Problem to solve: Wherever the word "slab" occurs in the lines below, copy the whole line.

***** Dataset records

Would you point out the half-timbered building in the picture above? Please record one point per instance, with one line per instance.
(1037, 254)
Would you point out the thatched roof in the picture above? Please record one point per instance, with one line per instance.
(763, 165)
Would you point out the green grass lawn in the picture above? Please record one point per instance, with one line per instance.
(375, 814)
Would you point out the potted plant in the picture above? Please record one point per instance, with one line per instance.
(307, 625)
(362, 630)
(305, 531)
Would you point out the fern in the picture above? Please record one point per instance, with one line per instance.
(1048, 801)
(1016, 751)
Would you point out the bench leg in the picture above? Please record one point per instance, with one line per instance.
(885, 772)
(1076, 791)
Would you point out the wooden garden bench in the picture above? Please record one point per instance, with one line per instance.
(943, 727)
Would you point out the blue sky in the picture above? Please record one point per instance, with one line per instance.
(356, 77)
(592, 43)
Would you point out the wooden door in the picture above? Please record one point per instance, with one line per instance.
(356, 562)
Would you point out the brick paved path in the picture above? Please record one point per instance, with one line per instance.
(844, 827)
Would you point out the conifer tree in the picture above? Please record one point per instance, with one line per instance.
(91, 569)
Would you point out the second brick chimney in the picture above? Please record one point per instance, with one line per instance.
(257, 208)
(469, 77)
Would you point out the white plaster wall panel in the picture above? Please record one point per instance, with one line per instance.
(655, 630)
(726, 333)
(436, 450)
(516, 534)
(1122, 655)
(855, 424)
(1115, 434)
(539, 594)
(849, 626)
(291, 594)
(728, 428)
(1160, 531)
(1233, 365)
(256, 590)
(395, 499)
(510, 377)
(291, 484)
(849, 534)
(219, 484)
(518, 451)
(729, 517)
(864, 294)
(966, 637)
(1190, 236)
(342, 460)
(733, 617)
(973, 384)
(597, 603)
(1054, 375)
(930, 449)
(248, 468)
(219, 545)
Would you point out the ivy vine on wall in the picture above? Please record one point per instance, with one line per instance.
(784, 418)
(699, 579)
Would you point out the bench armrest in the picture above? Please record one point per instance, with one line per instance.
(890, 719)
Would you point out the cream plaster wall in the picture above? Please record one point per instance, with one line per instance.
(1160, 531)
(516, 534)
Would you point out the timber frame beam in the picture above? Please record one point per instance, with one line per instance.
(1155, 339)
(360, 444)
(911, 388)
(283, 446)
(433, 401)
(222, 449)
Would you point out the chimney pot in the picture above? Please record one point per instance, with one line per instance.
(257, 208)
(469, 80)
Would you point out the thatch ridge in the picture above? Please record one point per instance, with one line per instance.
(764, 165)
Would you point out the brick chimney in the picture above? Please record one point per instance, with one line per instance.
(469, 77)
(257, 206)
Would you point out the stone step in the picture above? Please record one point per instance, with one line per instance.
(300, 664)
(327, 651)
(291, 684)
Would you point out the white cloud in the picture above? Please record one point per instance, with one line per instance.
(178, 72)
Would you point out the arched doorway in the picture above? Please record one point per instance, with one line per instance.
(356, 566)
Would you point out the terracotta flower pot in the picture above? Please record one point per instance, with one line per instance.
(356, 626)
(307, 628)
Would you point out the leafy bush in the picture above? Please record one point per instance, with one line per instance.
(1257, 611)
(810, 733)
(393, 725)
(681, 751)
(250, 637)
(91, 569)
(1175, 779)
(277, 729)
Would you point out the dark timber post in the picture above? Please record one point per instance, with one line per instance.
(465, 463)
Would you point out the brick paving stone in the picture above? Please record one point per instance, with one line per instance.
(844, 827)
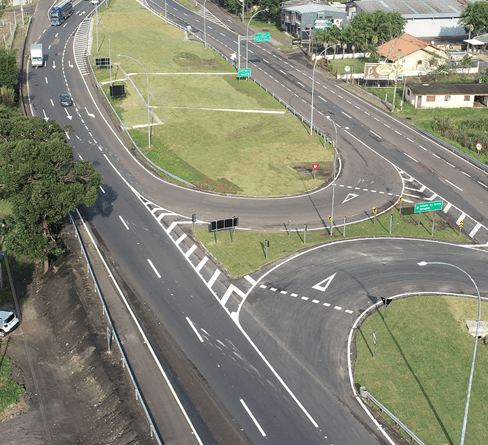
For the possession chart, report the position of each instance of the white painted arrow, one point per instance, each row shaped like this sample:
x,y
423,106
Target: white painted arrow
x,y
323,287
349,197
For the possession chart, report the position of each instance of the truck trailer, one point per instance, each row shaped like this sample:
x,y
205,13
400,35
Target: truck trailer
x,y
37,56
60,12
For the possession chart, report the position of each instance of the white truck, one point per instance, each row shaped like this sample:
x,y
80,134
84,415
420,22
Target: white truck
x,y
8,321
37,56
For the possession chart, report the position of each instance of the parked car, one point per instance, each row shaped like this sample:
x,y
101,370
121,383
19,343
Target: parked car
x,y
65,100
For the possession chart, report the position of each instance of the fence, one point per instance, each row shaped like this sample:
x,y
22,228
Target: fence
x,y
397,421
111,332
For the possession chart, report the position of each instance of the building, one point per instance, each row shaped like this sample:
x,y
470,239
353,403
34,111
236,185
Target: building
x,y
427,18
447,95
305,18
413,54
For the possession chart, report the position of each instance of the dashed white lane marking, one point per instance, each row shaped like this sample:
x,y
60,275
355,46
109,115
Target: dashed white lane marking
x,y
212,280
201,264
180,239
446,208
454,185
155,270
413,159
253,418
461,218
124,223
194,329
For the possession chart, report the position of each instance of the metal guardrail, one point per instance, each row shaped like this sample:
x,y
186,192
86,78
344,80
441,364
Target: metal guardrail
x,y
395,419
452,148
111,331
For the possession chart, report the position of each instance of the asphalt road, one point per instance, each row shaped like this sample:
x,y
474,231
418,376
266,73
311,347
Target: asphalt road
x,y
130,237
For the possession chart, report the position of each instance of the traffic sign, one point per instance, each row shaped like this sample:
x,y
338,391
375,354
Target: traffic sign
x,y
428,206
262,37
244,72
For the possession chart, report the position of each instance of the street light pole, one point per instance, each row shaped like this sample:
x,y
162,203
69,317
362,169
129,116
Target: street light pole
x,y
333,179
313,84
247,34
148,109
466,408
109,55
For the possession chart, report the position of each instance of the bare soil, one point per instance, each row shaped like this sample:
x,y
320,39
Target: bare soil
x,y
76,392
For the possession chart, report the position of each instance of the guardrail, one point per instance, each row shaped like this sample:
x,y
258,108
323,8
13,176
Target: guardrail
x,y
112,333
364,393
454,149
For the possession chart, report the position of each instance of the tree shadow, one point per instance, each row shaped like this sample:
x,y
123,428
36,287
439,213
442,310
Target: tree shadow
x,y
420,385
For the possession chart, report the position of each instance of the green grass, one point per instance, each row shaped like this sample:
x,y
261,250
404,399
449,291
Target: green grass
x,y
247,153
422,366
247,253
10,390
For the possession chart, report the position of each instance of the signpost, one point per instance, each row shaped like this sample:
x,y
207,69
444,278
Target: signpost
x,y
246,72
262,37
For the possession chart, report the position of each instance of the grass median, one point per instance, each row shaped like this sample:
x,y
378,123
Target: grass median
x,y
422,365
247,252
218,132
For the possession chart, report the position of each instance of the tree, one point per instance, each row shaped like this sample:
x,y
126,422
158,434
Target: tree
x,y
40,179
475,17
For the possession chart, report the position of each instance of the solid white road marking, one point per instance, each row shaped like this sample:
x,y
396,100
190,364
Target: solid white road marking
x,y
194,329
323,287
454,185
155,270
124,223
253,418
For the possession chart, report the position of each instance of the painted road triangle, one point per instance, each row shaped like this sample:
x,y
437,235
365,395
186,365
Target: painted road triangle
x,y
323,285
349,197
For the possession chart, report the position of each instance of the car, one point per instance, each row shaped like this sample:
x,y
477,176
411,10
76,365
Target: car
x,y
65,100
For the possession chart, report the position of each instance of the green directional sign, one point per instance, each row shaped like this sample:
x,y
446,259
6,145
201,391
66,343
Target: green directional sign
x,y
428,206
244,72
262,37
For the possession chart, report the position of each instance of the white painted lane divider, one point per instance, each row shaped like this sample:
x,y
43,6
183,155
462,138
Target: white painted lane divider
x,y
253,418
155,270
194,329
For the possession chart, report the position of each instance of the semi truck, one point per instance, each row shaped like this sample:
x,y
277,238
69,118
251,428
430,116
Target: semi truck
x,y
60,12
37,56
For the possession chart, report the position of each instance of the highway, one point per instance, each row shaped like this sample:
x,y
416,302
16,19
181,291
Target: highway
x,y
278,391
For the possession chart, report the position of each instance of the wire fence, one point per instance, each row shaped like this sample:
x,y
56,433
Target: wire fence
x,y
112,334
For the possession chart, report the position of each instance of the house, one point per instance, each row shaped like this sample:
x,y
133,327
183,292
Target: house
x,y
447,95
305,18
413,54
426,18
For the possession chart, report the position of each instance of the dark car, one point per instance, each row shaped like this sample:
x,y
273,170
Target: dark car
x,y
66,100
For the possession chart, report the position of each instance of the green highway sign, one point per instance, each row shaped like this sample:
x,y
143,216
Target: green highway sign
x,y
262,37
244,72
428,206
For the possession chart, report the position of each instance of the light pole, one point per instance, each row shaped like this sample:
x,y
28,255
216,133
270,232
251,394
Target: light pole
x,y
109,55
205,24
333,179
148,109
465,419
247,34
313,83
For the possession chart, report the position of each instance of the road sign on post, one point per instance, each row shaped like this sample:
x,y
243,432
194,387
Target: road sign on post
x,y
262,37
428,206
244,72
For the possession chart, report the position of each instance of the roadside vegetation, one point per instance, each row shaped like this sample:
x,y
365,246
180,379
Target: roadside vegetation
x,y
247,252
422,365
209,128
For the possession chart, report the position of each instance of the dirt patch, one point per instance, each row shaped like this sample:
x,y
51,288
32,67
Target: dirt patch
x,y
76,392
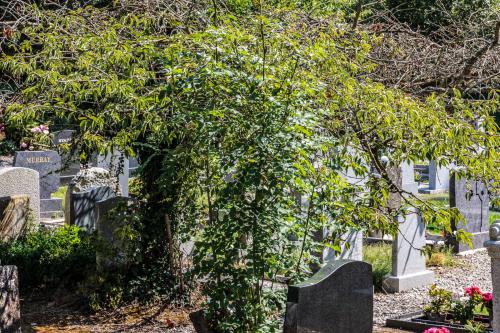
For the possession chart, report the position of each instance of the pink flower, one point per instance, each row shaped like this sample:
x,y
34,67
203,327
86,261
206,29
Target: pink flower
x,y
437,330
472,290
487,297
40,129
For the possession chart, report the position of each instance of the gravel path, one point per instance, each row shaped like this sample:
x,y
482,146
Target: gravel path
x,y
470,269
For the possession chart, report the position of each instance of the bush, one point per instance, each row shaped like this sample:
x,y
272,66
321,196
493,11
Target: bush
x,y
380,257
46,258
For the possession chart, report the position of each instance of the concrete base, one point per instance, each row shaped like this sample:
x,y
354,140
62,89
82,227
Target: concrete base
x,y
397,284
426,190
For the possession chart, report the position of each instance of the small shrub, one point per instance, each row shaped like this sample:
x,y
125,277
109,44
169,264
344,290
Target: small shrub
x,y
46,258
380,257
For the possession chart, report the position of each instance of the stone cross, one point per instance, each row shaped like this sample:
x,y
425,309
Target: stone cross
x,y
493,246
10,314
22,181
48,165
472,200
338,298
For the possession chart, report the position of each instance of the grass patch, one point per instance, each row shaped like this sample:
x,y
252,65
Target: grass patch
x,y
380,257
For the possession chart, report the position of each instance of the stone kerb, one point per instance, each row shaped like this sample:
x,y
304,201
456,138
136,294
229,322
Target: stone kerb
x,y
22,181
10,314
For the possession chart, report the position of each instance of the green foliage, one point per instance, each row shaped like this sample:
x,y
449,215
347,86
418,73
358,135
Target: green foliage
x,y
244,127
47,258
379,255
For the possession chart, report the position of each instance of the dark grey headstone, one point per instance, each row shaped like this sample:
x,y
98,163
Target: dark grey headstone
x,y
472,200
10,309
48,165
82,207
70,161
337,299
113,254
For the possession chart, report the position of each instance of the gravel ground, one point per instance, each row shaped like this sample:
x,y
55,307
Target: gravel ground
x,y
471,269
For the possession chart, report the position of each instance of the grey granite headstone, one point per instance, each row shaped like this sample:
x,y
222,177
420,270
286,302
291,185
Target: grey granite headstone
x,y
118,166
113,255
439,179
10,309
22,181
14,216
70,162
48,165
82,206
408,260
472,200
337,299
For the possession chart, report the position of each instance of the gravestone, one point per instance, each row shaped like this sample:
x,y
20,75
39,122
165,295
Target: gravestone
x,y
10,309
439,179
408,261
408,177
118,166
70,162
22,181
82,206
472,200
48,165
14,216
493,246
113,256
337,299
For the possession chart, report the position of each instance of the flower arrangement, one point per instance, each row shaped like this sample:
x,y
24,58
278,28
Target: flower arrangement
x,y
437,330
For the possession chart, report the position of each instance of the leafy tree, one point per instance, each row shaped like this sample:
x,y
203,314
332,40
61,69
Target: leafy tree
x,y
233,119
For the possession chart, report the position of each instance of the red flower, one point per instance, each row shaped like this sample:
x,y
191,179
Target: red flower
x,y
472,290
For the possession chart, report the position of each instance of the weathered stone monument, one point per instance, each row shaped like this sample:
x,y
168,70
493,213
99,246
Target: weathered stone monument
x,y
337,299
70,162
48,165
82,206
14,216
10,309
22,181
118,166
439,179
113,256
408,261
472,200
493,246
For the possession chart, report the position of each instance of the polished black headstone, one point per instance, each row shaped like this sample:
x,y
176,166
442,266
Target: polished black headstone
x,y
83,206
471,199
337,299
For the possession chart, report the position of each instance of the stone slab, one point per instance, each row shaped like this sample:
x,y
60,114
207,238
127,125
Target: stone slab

**********

Response to this exercise:
For the possession chart, report the position of each instance of the stone slab, one point per instance, each row shaped like this sample:
Target: stone slab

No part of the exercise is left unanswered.